* _Texte source_:
Livv
Décisions

CA Lyon, 1re ch. civ. a, 12 janvier 2017, n° 15/02675

LYON

Arrêt

Confirmation

PARTIES

Défendeur :

Banque Privée Européenne (SA)

COMPOSITION DE LA JURIDICTION

Président :

M. Bernaud

Conseillers :

Mme Clément, Mme Nicolas

Avocats :

SELARL ADK, Selas Cs Avocats Associés, AARPI Richard & Sitbon Associés

TGI Lyon, du 9 mars 2015

9 mars 2015

En 2006 il a envisagé d'investir dans une opération de leverage buy-out (LBO), par l'intermédiaire d'une société du groupe GEOXIA, la société CADRE INVEST 2, afin de détenir des participations dans le capital du groupe ;

À l'issue de cette opération, il était titulaire, au 31 mars 2006, de 1.331.461 actions dans le capital de la société CADRE INVEST 3 et de 4.210.018 actions dans celui de la société GEOXIA.

* _Extraits de données_:
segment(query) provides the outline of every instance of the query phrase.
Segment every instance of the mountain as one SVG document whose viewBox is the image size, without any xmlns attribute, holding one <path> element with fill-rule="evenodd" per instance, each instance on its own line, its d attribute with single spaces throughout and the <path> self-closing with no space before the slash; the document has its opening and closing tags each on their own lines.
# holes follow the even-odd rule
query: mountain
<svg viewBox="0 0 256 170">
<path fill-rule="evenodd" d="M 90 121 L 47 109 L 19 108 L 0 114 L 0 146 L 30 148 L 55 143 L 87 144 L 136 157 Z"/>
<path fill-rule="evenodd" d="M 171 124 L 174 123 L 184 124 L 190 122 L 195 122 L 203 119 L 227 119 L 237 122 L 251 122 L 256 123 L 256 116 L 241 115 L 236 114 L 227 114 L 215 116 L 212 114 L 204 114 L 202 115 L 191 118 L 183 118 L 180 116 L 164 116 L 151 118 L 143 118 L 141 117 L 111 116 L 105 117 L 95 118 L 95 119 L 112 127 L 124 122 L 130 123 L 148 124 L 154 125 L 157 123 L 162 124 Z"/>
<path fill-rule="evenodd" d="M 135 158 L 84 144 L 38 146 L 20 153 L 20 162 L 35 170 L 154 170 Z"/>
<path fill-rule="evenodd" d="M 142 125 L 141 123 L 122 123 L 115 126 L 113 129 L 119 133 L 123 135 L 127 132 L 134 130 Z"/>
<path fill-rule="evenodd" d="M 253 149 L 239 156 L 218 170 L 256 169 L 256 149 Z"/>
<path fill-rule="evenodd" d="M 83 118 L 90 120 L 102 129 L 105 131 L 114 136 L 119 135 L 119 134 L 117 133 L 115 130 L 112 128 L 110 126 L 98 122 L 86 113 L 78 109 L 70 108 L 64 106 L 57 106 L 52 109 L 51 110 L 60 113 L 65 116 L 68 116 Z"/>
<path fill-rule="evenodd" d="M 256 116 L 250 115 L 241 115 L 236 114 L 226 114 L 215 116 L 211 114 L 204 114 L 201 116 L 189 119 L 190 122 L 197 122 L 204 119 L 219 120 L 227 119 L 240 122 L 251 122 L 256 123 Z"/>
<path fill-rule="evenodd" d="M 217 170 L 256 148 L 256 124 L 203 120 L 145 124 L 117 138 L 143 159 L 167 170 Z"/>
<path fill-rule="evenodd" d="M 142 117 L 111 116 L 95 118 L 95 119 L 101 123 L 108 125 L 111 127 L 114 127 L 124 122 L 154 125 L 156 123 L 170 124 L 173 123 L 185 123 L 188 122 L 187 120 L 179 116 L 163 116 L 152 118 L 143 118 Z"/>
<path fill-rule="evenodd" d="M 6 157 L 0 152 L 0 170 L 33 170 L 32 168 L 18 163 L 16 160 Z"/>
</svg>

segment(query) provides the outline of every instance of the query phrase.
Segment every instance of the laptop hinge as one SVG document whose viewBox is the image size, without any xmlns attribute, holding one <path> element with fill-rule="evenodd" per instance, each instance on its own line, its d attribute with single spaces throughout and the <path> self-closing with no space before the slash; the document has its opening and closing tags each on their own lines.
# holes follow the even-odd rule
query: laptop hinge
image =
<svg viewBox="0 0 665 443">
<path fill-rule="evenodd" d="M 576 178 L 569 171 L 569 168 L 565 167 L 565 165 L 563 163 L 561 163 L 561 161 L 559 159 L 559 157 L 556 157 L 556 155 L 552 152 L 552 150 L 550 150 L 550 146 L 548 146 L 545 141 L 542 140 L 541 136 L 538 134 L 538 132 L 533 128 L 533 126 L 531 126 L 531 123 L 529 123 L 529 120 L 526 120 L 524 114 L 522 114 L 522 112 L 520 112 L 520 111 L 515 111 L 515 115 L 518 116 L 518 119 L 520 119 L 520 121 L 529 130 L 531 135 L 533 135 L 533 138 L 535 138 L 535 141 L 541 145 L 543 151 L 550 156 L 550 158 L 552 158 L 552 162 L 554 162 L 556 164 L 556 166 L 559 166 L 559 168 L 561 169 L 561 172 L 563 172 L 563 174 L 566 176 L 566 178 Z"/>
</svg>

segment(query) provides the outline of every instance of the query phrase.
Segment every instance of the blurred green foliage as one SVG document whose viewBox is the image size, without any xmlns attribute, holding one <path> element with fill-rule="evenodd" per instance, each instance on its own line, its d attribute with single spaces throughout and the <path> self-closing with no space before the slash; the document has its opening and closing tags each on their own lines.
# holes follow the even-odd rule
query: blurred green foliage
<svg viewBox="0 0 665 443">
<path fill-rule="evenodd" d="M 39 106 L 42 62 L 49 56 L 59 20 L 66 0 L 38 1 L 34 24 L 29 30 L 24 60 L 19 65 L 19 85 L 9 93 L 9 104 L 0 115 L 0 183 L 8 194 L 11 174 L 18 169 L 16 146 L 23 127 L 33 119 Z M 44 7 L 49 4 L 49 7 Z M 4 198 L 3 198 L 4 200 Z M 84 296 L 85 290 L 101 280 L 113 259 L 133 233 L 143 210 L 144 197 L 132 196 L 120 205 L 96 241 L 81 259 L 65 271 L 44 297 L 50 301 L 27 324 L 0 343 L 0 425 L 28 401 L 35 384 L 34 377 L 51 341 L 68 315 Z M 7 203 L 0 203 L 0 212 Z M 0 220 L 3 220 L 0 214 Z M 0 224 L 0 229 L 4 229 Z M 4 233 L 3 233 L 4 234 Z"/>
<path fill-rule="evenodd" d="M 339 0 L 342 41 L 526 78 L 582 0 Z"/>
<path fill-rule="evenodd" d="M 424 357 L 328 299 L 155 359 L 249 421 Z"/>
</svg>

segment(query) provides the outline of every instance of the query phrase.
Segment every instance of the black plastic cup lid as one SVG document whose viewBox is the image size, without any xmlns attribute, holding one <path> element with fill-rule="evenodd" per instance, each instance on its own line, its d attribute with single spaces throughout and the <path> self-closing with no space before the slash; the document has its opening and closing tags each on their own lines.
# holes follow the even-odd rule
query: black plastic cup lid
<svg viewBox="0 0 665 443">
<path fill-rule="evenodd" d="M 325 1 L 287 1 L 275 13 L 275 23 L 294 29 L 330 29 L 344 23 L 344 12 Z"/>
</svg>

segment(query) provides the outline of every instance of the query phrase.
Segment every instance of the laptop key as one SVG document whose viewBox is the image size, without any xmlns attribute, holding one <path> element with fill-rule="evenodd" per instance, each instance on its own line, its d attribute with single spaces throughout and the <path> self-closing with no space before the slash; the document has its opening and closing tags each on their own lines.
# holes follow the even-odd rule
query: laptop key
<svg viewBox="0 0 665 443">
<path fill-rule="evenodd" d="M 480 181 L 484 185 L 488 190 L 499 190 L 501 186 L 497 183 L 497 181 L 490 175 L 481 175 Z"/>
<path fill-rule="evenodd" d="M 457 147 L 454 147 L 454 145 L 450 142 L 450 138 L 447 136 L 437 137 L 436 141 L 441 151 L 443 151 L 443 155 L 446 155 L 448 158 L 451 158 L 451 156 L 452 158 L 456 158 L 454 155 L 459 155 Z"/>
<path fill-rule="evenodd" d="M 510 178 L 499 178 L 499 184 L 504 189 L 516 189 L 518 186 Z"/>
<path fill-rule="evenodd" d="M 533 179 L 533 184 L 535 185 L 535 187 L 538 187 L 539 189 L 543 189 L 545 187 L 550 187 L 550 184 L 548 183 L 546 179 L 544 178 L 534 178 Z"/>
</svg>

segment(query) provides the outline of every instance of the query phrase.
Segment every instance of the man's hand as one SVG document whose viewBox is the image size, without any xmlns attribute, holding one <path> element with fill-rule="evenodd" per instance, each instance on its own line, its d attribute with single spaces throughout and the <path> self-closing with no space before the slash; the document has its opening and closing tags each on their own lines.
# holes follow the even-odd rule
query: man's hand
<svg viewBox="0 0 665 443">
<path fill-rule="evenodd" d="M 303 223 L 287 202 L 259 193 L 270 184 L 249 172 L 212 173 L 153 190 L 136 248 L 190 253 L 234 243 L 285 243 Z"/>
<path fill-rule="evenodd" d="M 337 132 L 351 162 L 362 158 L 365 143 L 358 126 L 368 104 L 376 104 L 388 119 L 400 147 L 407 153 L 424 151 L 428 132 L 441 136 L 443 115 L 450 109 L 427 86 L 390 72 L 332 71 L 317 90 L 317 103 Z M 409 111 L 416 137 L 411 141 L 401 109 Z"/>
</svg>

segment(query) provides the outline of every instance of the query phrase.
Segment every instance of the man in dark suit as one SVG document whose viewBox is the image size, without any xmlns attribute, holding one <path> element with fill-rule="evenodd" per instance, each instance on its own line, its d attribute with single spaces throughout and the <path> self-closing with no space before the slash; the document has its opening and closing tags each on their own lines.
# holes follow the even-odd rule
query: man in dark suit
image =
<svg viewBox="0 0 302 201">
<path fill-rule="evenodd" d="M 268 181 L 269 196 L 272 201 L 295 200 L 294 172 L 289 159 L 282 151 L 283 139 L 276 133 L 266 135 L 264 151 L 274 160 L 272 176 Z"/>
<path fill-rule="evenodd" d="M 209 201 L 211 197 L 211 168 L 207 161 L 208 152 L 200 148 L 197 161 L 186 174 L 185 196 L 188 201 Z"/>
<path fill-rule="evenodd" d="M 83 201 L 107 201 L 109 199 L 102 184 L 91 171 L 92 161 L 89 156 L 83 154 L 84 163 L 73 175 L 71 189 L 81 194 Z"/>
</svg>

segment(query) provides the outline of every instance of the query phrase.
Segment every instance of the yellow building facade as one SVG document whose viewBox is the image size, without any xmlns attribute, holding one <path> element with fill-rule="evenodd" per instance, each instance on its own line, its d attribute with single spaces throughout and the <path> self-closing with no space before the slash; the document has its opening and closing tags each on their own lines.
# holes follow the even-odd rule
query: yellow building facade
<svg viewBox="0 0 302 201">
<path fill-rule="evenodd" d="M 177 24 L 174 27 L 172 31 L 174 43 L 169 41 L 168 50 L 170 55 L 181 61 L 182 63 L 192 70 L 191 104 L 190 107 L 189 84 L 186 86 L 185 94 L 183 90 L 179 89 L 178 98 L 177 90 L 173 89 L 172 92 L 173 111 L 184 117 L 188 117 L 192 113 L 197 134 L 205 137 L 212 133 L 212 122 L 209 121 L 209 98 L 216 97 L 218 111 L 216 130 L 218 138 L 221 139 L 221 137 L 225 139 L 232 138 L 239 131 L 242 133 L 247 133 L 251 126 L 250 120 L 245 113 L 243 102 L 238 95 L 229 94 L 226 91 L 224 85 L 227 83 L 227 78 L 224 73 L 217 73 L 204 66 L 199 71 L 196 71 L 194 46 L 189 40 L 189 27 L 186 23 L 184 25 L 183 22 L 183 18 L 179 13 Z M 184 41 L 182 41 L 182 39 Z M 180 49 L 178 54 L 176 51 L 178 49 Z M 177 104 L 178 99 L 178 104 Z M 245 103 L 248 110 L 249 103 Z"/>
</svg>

* _Énoncé 1_: Relevez dans le texte source chaque magistrat mentionné sous « COMPOSITION DE LA JURIDICTION », avec la fonction qui lui est attribuée.
* _Énoncé 2_: Le texte source confirme-t-il chacune des affirmations suivantes ? (a) La cour d'appel a confirmé la décision. (b) Au 31 mars 2006, les actions détenues dans la société CADRE INVEST 3 étaient plus nombreuses que celles détenues dans la société GEOXIA. (c) L'opération de LBO envisagée en 2006 passait par la société CADRE INVEST 2.
Le listing n'a aucun rôle dans cet exercice.

* _Réponse rédigée 1_: M. Bernaud est président. Mme Clément et Mme Nicolas sont conseillers.

* _Réponse rédigée 2_:
(a) Oui. Le texte source indique : « Confirmation ».
(b) Non. Le texte source indique : « 1.331.461 actions dans le capital de la société CADRE INVEST 3 et de 4.210.018 actions dans celui de la société GEOXIA ».
(c) Oui. Le texte source indique : « par l'intermédiaire d'une société du groupe GEOXIA, la société CADRE INVEST 2 ».